─── Text section ───

Re: [Distutils] PEP 438, pip and --allow-external

2014-05-12 Thread Donald Stufft

On May 12, 2014, at 4:50 PM, M.-A. Lemburg m...@egenix.com wrote:

 On 12.05.2014 22:37, Donald Stufft wrote:
 
 On May 12, 2014, at 4:33 PM, M.-A. Lemburg m...@egenix.com wrote:
 Binary installs are nice, but they are not the answer to everything
 and no matter how much meta data you put into static files,
 there will always be cases where that meta data description just
 doesn't include those bits you would need to complete the setup,
 esp. for packages with C extensions and more complex external
 dependencies or setup requirements. (*)
 
 The setup.py interface makes all this possible, which is why so
 many Python packages use it to configure themselves automatically.
 
 Deprecating this interface would make some distributions impossible
 to install without manual user intervention and we'd be back to the
 Makefile.pre.in days.

───

# [Written exercise A]
Please answer these questions about the Distutils message, one per line:
(i) Which interface does the message say many Python packages use to configure themselves automatically?
(ii) Deprecating that interface would bring users back to which days?
(iii) What date is given on the thread line?

─── Raw records ───

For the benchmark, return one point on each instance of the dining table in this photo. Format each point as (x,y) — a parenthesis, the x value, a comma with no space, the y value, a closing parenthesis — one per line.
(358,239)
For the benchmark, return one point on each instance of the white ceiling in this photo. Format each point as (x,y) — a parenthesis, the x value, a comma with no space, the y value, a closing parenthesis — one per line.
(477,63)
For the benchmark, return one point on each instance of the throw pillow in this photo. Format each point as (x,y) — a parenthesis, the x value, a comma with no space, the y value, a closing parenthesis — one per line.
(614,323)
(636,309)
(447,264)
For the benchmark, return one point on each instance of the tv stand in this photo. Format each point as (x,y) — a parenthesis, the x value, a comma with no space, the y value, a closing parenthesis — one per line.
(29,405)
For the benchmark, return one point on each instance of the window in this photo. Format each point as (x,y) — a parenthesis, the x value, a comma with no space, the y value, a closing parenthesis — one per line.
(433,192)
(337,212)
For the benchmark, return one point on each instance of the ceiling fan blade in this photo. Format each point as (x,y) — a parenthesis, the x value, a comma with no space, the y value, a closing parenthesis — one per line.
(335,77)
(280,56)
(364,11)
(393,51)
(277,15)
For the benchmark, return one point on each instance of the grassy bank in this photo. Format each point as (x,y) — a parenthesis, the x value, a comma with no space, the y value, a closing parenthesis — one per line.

───

# [Written exercise B]
Count the lines of the listing that contain the string "ceiling", where case counts. Reply with the number only.

# [Written response A]
(i) The setup.py interface
(ii) The Makefile.pre.in days
(iii) 2014-05-12

# [Written response B]
2